Swap "dry grass" for "dead grass" throughout the material below and reproduce it with every other word unchanged.

+++ SUPPLIED MATERIAL +++

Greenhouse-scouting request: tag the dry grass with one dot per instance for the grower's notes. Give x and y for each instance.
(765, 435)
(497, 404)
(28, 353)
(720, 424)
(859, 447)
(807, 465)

+++

# [TASK OUTPUT]
Greenhouse-scouting request: tag the dead grass with one dot per instance for the grower's notes. Give x and y for each instance.
(765, 435)
(497, 404)
(28, 353)
(720, 424)
(859, 447)
(807, 465)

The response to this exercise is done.